#### [SELECTED PASSAGE]

# Which one would you recommend- Western, Fisher, Meyer or Pro-tech???



## melon (Mar 21, 2013)

Hi Users,

I'm new here and also new to snow and ice management, so don't know much about it either to be honest....but helping a friend to introduce one of the following brands into Far-East Asia

I would be grateful if you can make some suggestions (from your experience) which one you would recommend doing business with in general, in terms of their product quality and variety of snow management products available?

We've selected the following:
-Meyer Products
- Western Plows
- Fisher Plows
- Pro-tech

Oh and it's for commercial and municipal use.

I'll appreciate your helpThumbs Up

Thanks,

M


----------



## Lockdownd (Mar 1, 2013)

I don't have the experience that most of the guys have here but from my experience and all the research I've done, you can not go wrong with western and fisher. Cheers!


----------



## yardguy28 (Jan 23, 2012)

well I don't have some of the experience some of the guys do as well but I don't even see you listed what I would choose. 

I'm pretty partial to boss. they are extremely easy to remove and connect. and I have seen videos on how the others connect and disconnect but I've never actually used another. they aren't chain lift like most. if you have bumpy roads the blade bounces a lot less than a chain controlled one. 

that's my thought anyway. my buddy is the one who got me into boss blades. he did say western is good as well. so not actually knowing myself and trusting my buddy I'd go along with western if boss wasn't available.

#### [DATA SHOWN]
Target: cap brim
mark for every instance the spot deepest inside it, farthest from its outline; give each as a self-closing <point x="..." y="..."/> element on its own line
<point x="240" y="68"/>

#### [WRITTEN EXERCISE A]
Answer these questions about the snowplow forum thread, one per line:
(i) For what kind of use does melon say the plows are intended?
(ii) Which two brands does Lockdownd say you cannot go wrong with?
(iii) Which brand would yardguy28 go with if Boss were not available?
#### [WRITTEN EXERCISE B]
Carry the snowplow forum thread forward from the point where it stops.

#### [TASK RESPONSE A]
(i) Commercial and municipal use.
(ii) Western and Fisher.
(iii) Western.

#### [TASK RESPONSE B]
----------



## scott3430 (Dec 28, 2010)

I like Hiniker and Boss plows. I have heard good things about Western too.


----------



## dieselss (Jan 3, 2008)

Western and or fisher but I would add what kinda dealer support and mechanical knowledge do you have


----------



## theplowmeister (Nov 14, 2006)

I know Boss and Fisher DEFIANTLY go with FISHER.


----------



## quigleysiding (Oct 3, 2009)

We all already voted on this the other day. I think we voted that a Fisher trip edge works the best .


----------



## Meezer (Apr 3, 2010)

I like Hiniker.


----------



## MSsnowplowing (Nov 1, 2012)

melon;1624979 said:


> Hi Users,
> 
> I'm new here and also new to snow and ice management, so don't know much about it either to be honest....but helping a friend to introduce one of the following brands into Far-East Asia
> 
> ...


Your talking about shipping a product overseas and selling it there.

Your best bet is to talk to each company and see what the best deal you can get on buying the plows, parts etc... that go with it.
You might also find out that some companys might not allow you to ship their products overseas.

You better weigh the costs before investing your money and make sure the product will do alright.

There are a lot of things to consider to sell a product overseas.

Just don't jump into it unless you have the money to throw at it in the hopes it will be successful down the road.

On a side note you better have your ducks in a row when doing business overseas for taxs, that is another ballgame.

good luck


----------



## 2006Sierra1500 (Dec 28, 2011)

A. Good luck with all those taxes. Fisher, since their pusher is basically an old Pro-Tech, and they make decent plows that can stand up to abuse.


----------



## melon (Mar 21, 2013)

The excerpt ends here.